ARBEITSAUFTRAG:
Kopiere aus dem Text über Punkt und Eins wortgetreu die Passage von „Walter Tydecks“ bis einschließlich „wie P. Lullus.“.

ZU LESENDER AUSZUG:
★ ★ ★ ★ ★

Walter Tydecks

 

Punkt und Eins

Punkt und Eins sind fast Symbole der Mathematik selbst: Wo sie vorkommen, geht es mathematisch zu. Die Entwicklung aller anderen Symbole war lange nur ein Mittel, um sie in größter Prägnanz herauszustellen und auf die anderen Wissenschaften übertragbar zu machen.

Bis 1800 gab es die Schwerpunkte:

Bei den logischen Symbolen handelt es sich z.B. um das Gleichheitszeichen, Zeichen für Implikationen etc. Leibniz verband mit ihrer Einführung die Hoffnung, eine Universalsprache zu schaffen, in der die unterschiedlichen Zeichensysteme der Naturwissenschaften und der verschiedenen natürlichen Sprachen zusammengeführt werden können. Er hat als erster ein klares Bewußtsein von der symbolischen Mathematik gehabt. Frühe Vorläufer sind einige mittelalterliche Logiker wie P. Lullus.

Die Grenzen der formalen Logik blieben zwar Grundlage, aber mit der schrittweisen Einführung neuer mathematischer Rechenoperationen (wie Wurzelziehen und Logarithmus), der Entdeckung allgemeiner Lösungswege für komplizierte Gleichungen und Gleichungssysteme und der Herausarbeitung des allgemeinen Funktionsbegriff wurde für die neuentstehende Naturwissenschaft das notwendige Werkzeug geschaffen. In der Natur konnten immer neue mathematische Beziehungen aufgedeckt werden. Spielten anfangs qualitative Betrachtungen noch eine große Rolle (etwa in der "Weltharmonie" von Kepler), so hieß es schließlich lapidar: Das Buch der Natur ist in Mathematik geschrieben.

Die Geometrie seit Descartes zeigt die gleiche Tendenz. Geometrische Darstellungen galten seit den Griechen als unmittelbares ideales Bild konkreter Formen aus der Natur. Mit dem Koordinatenkreuz rückt dagegen die Größenberechnung ins Zentrum, die durch den Menschen von außen an die Natur herangetragen wird. Mit ihr wird die Natur auf Maße gebracht, die der menschlichen Darstellung optimal erscheinen. Natürlich machen diese Maße nur Sinn, wenn sie die Wirklichkeit der Natur treffen, aber sie sind doch bereits Ergebnis einer Reflexion, eines Nachdenkens, naturwissenschaftlicher Erkenntnisse über die Natur und nicht unmittelbares Abbild der Natur.

★ ★ ★ ★ ★

Datensätze zur Umrissbeschriftung

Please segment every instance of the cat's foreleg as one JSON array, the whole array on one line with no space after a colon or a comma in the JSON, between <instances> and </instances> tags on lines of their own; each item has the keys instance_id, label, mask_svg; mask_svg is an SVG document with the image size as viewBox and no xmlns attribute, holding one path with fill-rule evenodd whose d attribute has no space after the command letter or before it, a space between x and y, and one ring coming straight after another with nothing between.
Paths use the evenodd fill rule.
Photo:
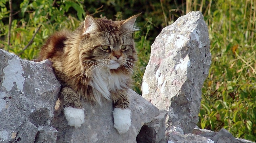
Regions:
<instances>
[{"instance_id":1,"label":"cat's foreleg","mask_svg":"<svg viewBox=\"0 0 256 143\"><path fill-rule=\"evenodd\" d=\"M62 88L59 95L69 125L76 128L80 127L84 122L84 109L79 96L73 89L67 87Z\"/></svg>"},{"instance_id":2,"label":"cat's foreleg","mask_svg":"<svg viewBox=\"0 0 256 143\"><path fill-rule=\"evenodd\" d=\"M114 127L119 134L126 133L131 123L129 96L126 90L111 92L114 102Z\"/></svg>"}]
</instances>

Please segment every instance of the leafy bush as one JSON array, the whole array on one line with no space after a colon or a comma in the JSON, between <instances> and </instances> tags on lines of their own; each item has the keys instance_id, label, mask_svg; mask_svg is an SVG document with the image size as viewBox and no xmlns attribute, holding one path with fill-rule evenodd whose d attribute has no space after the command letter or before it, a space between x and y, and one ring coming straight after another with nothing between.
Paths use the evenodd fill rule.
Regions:
<instances>
[{"instance_id":1,"label":"leafy bush","mask_svg":"<svg viewBox=\"0 0 256 143\"><path fill-rule=\"evenodd\" d=\"M139 58L134 89L139 94L155 37L180 16L200 10L208 25L212 59L198 125L215 131L224 128L236 137L256 140L256 4L252 1L24 0L13 1L12 10L10 1L0 0L0 48L29 60L37 57L49 35L74 29L86 14L118 20L142 12L138 21L141 30L135 35Z\"/></svg>"}]
</instances>

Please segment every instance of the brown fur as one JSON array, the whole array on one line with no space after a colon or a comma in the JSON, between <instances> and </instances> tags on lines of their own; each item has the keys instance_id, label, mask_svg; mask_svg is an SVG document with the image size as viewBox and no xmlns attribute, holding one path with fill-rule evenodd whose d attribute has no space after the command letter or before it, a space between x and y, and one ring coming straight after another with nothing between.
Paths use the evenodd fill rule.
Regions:
<instances>
[{"instance_id":1,"label":"brown fur","mask_svg":"<svg viewBox=\"0 0 256 143\"><path fill-rule=\"evenodd\" d=\"M131 86L132 69L137 58L132 33L137 30L133 25L137 16L118 21L95 20L87 16L84 23L74 31L63 31L50 37L36 61L49 59L52 62L56 76L62 85L59 95L64 107L82 108L82 99L100 103L100 99L94 94L99 90L91 84L96 78L95 76L98 76L95 66L98 66L98 72L100 71L104 74L105 72L101 71L106 71L106 75L118 77L115 81L121 83L114 83L119 87L111 87L109 91L114 107L129 107L127 90ZM93 26L91 24L94 24ZM127 47L125 50L119 48L124 44ZM102 45L110 46L112 49L105 51L101 49ZM119 57L126 60L117 69L108 69L101 65L103 64L101 62L96 61ZM95 61L90 62L92 60ZM105 63L107 64L109 64Z\"/></svg>"}]
</instances>

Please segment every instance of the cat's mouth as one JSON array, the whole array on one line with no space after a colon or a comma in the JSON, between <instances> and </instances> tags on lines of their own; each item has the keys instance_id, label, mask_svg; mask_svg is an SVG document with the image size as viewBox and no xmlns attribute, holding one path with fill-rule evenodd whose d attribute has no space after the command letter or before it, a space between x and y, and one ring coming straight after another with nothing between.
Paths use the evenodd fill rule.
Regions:
<instances>
[{"instance_id":1,"label":"cat's mouth","mask_svg":"<svg viewBox=\"0 0 256 143\"><path fill-rule=\"evenodd\" d=\"M121 64L117 61L111 60L107 66L109 69L117 69L120 66Z\"/></svg>"}]
</instances>

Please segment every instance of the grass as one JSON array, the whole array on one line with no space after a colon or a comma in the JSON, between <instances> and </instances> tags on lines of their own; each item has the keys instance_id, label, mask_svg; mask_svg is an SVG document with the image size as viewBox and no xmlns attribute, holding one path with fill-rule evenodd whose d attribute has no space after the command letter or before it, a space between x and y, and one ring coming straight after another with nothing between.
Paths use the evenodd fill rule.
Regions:
<instances>
[{"instance_id":1,"label":"grass","mask_svg":"<svg viewBox=\"0 0 256 143\"><path fill-rule=\"evenodd\" d=\"M144 12L138 18L142 30L135 36L140 58L134 89L141 94L156 37L179 16L200 10L208 27L212 62L202 88L198 125L217 131L224 128L236 137L255 141L256 0L110 1L18 1L13 5L9 30L8 0L0 0L0 48L32 59L50 35L63 28L75 28L86 12L120 19L141 12L139 9Z\"/></svg>"}]
</instances>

★ ★ ★ ★ ★

ERGEBNIS DER ÜBUNG:
Walter Tydecks

 

Punkt und Eins

Punkt und Eins sind fast Symbole der Mathematik selbst: Wo sie vorkommen, geht es mathematisch zu. Die Entwicklung aller anderen Symbole war lange nur ein Mittel, um sie in größter Prägnanz herauszustellen und auf die anderen Wissenschaften übertragbar zu machen.

Bis 1800 gab es die Schwerpunkte:

Bei den logischen Symbolen handelt es sich z.B. um das Gleichheitszeichen, Zeichen für Implikationen etc. Leibniz verband mit ihrer Einführung die Hoffnung, eine Universalsprache zu schaffen, in der die unterschiedlichen Zeichensysteme der Naturwissenschaften und der verschiedenen natürlichen Sprachen zusammengeführt werden können. Er hat als erster ein klares Bewußtsein von der symbolischen Mathematik gehabt. Frühe Vorläufer sind einige mittelalterliche Logiker wie P. Lullus.